----- Exercise material
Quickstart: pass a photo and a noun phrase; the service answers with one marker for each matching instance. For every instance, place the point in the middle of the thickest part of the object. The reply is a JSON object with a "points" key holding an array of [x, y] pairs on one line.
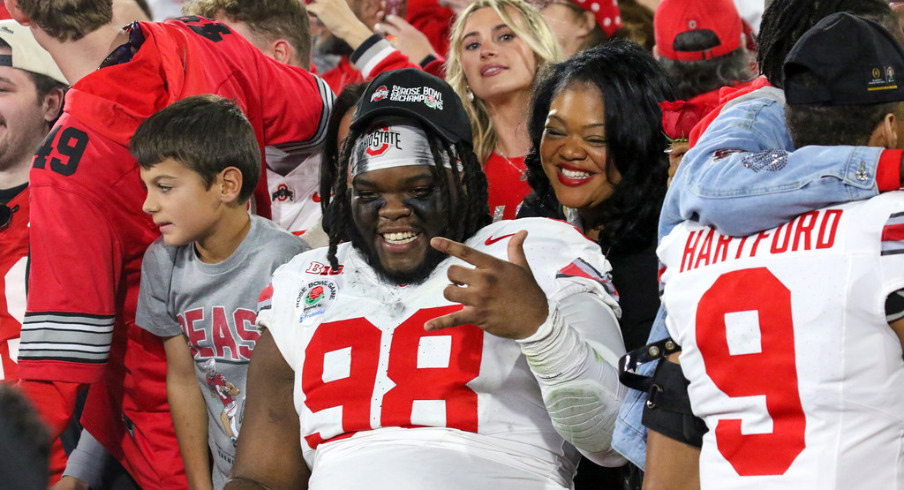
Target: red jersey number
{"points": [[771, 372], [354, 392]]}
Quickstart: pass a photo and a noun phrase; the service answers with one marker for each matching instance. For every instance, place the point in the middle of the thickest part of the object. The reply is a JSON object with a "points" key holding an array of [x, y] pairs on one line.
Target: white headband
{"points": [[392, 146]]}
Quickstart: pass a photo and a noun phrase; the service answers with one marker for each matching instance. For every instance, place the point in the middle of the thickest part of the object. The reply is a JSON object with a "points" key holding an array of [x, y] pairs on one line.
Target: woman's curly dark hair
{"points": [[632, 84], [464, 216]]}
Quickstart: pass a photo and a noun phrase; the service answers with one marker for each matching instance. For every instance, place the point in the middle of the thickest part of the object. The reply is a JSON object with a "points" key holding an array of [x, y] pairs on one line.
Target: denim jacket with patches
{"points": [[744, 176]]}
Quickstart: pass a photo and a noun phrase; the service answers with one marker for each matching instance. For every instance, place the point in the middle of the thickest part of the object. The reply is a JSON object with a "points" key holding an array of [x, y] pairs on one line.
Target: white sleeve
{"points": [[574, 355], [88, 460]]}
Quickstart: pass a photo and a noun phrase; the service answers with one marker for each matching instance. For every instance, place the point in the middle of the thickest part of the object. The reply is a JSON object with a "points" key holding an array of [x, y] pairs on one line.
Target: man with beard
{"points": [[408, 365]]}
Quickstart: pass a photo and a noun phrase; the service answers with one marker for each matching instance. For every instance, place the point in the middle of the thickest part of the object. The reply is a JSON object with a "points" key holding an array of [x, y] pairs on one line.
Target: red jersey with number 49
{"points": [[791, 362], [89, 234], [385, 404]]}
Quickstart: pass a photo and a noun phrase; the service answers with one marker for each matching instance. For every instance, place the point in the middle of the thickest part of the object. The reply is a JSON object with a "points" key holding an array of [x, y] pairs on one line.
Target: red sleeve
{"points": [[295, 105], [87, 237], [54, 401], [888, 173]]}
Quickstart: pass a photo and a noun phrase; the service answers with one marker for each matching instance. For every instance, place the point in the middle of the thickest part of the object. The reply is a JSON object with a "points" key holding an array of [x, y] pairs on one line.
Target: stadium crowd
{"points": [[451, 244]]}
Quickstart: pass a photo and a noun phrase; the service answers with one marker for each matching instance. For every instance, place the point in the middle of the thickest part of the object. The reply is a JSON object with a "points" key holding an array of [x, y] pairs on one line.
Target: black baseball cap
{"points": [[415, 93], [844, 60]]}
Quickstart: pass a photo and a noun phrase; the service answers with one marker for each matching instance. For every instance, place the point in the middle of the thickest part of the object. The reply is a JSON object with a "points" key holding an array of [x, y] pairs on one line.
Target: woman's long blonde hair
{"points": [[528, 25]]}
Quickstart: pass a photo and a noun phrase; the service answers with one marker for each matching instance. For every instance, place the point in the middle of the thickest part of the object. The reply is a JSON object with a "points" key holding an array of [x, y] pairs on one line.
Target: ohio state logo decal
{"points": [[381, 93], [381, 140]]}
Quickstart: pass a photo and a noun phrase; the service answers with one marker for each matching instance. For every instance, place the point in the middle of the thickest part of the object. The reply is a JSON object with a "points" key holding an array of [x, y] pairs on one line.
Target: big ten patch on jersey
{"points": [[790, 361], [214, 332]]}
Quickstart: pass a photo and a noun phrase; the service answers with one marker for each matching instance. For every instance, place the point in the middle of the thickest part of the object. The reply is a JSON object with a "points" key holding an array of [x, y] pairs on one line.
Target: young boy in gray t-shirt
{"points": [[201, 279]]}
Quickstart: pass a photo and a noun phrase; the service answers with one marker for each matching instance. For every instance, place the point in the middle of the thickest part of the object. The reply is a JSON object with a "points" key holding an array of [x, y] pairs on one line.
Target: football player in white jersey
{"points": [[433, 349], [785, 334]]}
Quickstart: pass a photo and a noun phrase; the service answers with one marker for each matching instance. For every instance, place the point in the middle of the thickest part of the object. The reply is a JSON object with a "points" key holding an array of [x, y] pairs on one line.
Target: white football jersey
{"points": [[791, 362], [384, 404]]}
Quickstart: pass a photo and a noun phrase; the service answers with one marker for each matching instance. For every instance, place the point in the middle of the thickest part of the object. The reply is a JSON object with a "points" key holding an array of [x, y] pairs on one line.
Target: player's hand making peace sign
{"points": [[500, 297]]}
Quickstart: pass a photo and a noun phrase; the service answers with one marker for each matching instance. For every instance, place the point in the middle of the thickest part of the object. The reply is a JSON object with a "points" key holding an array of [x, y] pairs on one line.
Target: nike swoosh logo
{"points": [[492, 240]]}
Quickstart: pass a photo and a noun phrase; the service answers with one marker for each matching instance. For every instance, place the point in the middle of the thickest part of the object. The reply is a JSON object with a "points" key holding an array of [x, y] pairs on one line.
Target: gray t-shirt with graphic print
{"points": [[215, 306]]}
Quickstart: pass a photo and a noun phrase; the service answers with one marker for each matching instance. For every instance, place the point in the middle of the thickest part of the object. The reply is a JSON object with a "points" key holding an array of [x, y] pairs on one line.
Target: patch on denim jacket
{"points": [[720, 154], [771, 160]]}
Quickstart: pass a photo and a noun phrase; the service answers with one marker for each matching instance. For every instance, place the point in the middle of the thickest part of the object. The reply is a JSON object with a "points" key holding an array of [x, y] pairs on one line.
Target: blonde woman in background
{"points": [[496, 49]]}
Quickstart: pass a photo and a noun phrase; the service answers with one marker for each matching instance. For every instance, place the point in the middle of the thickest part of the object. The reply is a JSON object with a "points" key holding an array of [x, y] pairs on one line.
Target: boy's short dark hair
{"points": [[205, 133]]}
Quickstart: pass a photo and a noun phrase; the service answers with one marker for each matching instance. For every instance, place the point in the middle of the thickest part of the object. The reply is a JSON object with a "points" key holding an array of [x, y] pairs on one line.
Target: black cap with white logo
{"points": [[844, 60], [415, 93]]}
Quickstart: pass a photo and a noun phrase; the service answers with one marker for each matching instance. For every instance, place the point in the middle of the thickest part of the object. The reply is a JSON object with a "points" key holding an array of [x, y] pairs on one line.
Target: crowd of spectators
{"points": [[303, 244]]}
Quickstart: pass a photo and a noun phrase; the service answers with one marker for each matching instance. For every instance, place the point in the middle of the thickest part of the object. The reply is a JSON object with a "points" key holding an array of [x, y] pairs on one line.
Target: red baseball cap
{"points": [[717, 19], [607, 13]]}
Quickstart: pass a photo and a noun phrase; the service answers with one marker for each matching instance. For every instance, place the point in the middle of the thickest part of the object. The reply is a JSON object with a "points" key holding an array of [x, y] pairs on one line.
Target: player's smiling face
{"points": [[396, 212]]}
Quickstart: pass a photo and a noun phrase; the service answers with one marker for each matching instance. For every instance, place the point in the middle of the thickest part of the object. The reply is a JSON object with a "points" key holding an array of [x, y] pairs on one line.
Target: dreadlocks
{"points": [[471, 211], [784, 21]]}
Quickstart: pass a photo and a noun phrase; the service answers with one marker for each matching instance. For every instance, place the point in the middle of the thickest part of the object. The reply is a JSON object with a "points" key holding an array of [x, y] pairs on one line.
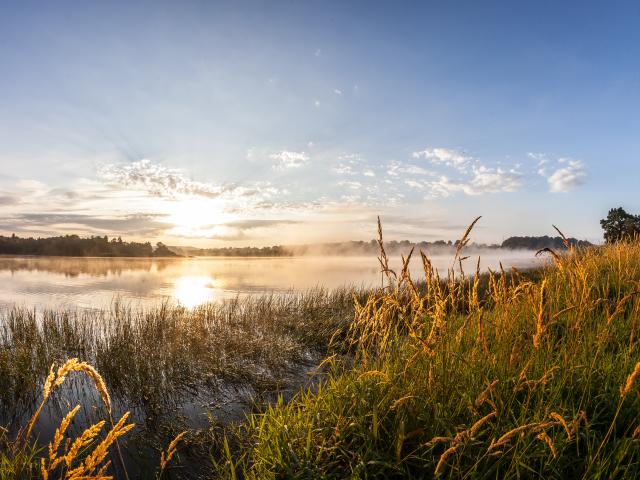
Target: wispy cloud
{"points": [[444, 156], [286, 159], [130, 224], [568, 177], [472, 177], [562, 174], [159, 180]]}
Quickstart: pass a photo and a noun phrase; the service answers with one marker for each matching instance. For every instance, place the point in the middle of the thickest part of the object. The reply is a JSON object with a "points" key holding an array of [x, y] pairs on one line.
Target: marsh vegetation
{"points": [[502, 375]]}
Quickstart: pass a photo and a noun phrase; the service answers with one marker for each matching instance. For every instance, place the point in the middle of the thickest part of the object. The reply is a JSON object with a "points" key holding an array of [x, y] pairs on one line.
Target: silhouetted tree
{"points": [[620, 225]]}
----------
Please pull out every line above that contains the string "player". Matches must agree in case.

*In response:*
Target: football player in white jersey
Target: player's hand making peace sign
Target: player's smiling face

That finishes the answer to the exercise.